**Task requirements**
How many lines in the items below contain the string "holding"? Case counts. Reply with the number only.

**Given data**
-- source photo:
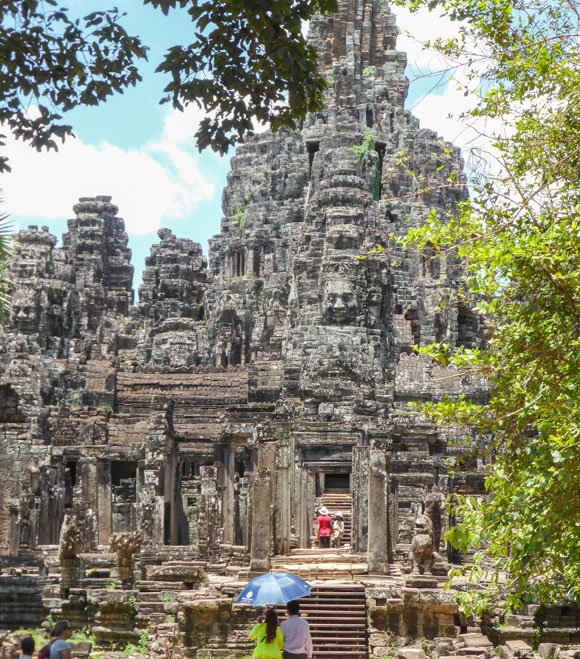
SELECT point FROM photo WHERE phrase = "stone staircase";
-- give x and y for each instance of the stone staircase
(338, 620)
(343, 502)
(313, 564)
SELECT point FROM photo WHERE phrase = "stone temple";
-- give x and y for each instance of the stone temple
(211, 417)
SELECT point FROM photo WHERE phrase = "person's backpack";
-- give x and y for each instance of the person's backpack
(44, 653)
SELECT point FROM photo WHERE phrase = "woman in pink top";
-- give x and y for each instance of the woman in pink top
(323, 528)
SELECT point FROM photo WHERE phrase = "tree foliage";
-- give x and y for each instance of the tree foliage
(248, 61)
(6, 245)
(54, 63)
(519, 238)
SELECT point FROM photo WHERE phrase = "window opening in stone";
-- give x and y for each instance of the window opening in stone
(167, 523)
(70, 479)
(338, 483)
(239, 263)
(71, 469)
(466, 327)
(377, 189)
(312, 148)
(413, 317)
(123, 471)
(370, 118)
(9, 405)
(257, 261)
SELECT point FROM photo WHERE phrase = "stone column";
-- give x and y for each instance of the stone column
(359, 488)
(104, 494)
(377, 554)
(262, 509)
(283, 497)
(226, 462)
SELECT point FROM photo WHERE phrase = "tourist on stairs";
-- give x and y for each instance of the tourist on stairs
(60, 648)
(323, 528)
(26, 647)
(296, 632)
(338, 529)
(269, 635)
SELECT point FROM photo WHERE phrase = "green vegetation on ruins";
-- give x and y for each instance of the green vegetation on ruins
(246, 61)
(519, 238)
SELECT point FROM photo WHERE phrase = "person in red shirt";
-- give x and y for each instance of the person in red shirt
(323, 528)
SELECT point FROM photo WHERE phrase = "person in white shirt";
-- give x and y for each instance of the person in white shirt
(60, 648)
(26, 647)
(296, 633)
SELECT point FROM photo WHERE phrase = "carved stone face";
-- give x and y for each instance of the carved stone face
(339, 302)
(25, 311)
(175, 349)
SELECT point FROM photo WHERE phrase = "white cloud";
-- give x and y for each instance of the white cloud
(445, 108)
(162, 180)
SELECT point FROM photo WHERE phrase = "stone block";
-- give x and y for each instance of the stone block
(549, 650)
(411, 653)
(515, 648)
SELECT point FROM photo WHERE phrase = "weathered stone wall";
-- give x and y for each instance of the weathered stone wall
(209, 414)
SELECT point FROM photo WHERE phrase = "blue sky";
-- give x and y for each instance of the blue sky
(143, 154)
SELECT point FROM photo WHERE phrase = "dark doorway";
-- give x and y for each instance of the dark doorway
(339, 483)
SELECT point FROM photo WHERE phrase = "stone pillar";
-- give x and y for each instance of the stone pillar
(14, 533)
(283, 497)
(104, 494)
(226, 462)
(262, 506)
(377, 554)
(360, 492)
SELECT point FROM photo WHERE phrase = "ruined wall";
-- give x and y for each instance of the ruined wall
(288, 358)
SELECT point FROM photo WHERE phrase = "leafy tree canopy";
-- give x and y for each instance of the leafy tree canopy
(6, 244)
(519, 238)
(247, 60)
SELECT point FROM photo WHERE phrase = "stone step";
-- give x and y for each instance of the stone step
(337, 617)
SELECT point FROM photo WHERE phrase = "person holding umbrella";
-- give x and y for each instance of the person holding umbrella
(269, 635)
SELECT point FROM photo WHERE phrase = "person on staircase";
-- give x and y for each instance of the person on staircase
(323, 528)
(296, 633)
(269, 635)
(337, 529)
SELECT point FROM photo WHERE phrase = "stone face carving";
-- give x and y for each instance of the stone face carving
(422, 547)
(126, 545)
(70, 544)
(287, 346)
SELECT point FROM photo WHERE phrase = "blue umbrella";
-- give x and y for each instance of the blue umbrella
(273, 588)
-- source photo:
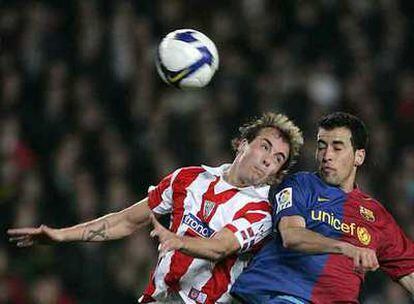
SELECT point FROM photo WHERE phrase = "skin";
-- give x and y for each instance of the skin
(337, 164)
(337, 159)
(254, 164)
(258, 160)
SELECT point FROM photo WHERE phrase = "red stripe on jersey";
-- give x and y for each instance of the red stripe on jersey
(217, 199)
(218, 284)
(154, 196)
(179, 266)
(231, 228)
(250, 231)
(253, 217)
(146, 296)
(179, 261)
(338, 269)
(183, 179)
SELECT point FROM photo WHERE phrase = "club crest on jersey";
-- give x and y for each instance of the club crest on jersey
(284, 199)
(367, 214)
(196, 225)
(198, 296)
(208, 207)
(363, 235)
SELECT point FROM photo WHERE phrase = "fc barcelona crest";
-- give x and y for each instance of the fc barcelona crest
(208, 207)
(367, 214)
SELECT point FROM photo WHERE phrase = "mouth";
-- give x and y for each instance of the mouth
(328, 170)
(258, 171)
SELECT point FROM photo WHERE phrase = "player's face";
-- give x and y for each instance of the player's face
(337, 159)
(263, 157)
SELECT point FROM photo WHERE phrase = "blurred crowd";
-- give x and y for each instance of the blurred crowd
(87, 125)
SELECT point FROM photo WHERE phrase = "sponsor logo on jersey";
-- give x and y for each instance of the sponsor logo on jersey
(349, 228)
(208, 207)
(322, 199)
(197, 295)
(284, 199)
(367, 214)
(196, 225)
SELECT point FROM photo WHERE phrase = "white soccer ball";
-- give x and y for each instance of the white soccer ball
(187, 59)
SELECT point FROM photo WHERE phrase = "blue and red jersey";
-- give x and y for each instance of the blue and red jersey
(352, 217)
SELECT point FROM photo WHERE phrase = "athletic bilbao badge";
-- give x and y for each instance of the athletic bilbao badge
(208, 207)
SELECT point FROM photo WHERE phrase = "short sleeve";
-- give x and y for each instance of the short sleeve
(251, 224)
(160, 196)
(287, 199)
(396, 255)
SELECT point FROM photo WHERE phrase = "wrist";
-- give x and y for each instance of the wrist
(341, 247)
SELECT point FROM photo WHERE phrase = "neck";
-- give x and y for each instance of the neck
(348, 185)
(231, 176)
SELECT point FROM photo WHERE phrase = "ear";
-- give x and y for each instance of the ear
(359, 157)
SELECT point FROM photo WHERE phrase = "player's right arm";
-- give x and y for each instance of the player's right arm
(109, 227)
(296, 236)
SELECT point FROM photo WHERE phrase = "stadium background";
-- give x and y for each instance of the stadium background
(86, 125)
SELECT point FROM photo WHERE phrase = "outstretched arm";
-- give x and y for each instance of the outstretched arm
(296, 236)
(408, 283)
(109, 227)
(222, 244)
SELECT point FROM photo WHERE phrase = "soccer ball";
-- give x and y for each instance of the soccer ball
(187, 59)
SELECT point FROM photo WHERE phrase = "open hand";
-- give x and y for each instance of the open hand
(26, 237)
(169, 241)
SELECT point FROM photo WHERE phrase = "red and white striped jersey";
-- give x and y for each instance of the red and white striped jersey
(202, 203)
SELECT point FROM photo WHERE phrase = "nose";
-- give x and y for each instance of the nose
(266, 161)
(327, 155)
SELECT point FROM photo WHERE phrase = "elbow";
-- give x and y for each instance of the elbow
(289, 241)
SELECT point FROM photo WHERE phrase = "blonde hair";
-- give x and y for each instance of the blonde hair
(290, 132)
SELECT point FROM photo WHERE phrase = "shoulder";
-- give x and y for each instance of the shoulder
(303, 180)
(186, 173)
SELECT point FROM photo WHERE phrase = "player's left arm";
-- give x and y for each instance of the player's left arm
(408, 283)
(221, 245)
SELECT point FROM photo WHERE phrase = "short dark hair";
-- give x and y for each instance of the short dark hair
(289, 131)
(359, 133)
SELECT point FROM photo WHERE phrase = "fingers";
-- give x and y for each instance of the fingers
(22, 241)
(23, 231)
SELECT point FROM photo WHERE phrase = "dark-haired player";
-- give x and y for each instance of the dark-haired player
(226, 205)
(322, 212)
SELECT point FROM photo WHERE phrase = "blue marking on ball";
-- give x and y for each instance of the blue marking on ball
(207, 56)
(186, 36)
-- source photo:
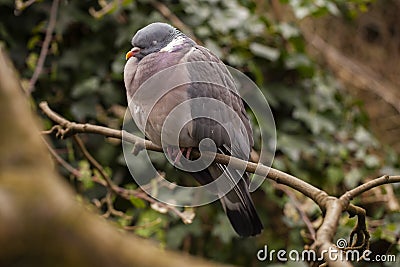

**Solution for this exercise**
2